Input:
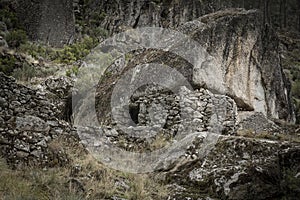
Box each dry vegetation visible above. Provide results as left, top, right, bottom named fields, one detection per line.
left=0, top=135, right=168, bottom=200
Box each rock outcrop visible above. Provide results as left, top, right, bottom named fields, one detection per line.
left=94, top=9, right=295, bottom=125
left=179, top=10, right=294, bottom=121
left=14, top=0, right=75, bottom=47
left=0, top=73, right=76, bottom=166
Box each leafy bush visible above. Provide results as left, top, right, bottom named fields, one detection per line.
left=55, top=37, right=97, bottom=64
left=0, top=55, right=17, bottom=75
left=66, top=66, right=79, bottom=77
left=0, top=6, right=20, bottom=29
left=292, top=79, right=300, bottom=98
left=19, top=42, right=57, bottom=61
left=5, top=29, right=28, bottom=48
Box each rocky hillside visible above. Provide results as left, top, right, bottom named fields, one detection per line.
left=0, top=0, right=300, bottom=200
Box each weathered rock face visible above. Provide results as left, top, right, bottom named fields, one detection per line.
left=96, top=9, right=295, bottom=122
left=0, top=73, right=75, bottom=166
left=179, top=10, right=294, bottom=121
left=163, top=136, right=300, bottom=200
left=83, top=0, right=203, bottom=32
left=15, top=0, right=75, bottom=47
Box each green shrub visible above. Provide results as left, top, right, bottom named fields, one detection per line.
left=0, top=6, right=19, bottom=29
left=0, top=55, right=17, bottom=75
left=5, top=29, right=28, bottom=48
left=12, top=63, right=37, bottom=81
left=18, top=42, right=57, bottom=61
left=66, top=66, right=79, bottom=77
left=292, top=80, right=300, bottom=98
left=55, top=37, right=97, bottom=64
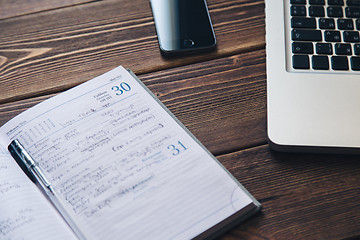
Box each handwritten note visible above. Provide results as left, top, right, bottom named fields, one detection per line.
left=0, top=67, right=252, bottom=239
left=0, top=145, right=76, bottom=240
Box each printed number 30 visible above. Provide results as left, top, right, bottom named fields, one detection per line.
left=167, top=141, right=187, bottom=156
left=111, top=82, right=131, bottom=95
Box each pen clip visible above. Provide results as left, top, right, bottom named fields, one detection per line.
left=8, top=139, right=53, bottom=193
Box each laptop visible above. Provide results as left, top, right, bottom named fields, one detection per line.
left=265, top=0, right=360, bottom=153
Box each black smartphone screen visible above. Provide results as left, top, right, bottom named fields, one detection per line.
left=151, top=0, right=216, bottom=53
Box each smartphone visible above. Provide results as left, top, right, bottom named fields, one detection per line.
left=150, top=0, right=216, bottom=56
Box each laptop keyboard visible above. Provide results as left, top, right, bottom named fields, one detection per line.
left=289, top=0, right=360, bottom=72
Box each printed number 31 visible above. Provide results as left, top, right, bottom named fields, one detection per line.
left=111, top=82, right=131, bottom=95
left=167, top=141, right=187, bottom=156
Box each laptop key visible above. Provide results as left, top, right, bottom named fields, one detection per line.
left=290, top=0, right=306, bottom=5
left=328, top=0, right=344, bottom=6
left=311, top=56, right=329, bottom=70
left=291, top=29, right=322, bottom=41
left=331, top=56, right=349, bottom=70
left=293, top=55, right=310, bottom=69
left=290, top=5, right=306, bottom=17
left=319, top=18, right=335, bottom=29
left=346, top=0, right=360, bottom=6
left=291, top=17, right=316, bottom=29
left=309, top=6, right=325, bottom=17
left=316, top=43, right=333, bottom=55
left=335, top=43, right=352, bottom=55
left=345, top=6, right=360, bottom=18
left=324, top=31, right=341, bottom=42
left=350, top=57, right=360, bottom=71
left=292, top=42, right=314, bottom=54
left=343, top=31, right=360, bottom=43
left=309, top=0, right=325, bottom=5
left=338, top=19, right=354, bottom=30
left=354, top=44, right=360, bottom=55
left=327, top=7, right=344, bottom=17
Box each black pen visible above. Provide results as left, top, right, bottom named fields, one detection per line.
left=8, top=139, right=86, bottom=240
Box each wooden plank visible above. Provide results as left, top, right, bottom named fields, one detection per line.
left=218, top=146, right=360, bottom=240
left=0, top=0, right=94, bottom=19
left=0, top=50, right=266, bottom=154
left=0, top=0, right=265, bottom=103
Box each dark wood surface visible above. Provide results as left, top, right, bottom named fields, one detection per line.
left=0, top=0, right=360, bottom=240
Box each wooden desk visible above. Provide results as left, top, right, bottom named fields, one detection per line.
left=0, top=0, right=360, bottom=240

Work to do:
Rewrite every line of the material from the line with "Box each black pen" through the end of the material, adding 77 to each bounding box coordinate and leaving all other text unchanged.

Task result:
Box each black pen visible above. Provide results as left, top, right, bottom named fields, one detection per line.
left=85, top=216, right=163, bottom=317
Box each wooden plank visible above. Provide results as left, top, right, bottom named fields, one detection per line.
left=295, top=223, right=437, bottom=317
left=77, top=77, right=171, bottom=96
left=77, top=127, right=343, bottom=231
left=77, top=77, right=342, bottom=180
Box each dark wood surface visible above. Provide results as left, top, right, bottom named fields, one detection per line.
left=77, top=77, right=437, bottom=317
Box each wooden desk visible above. Provide results as left, top, right, bottom named fields, one detection per line.
left=77, top=77, right=437, bottom=317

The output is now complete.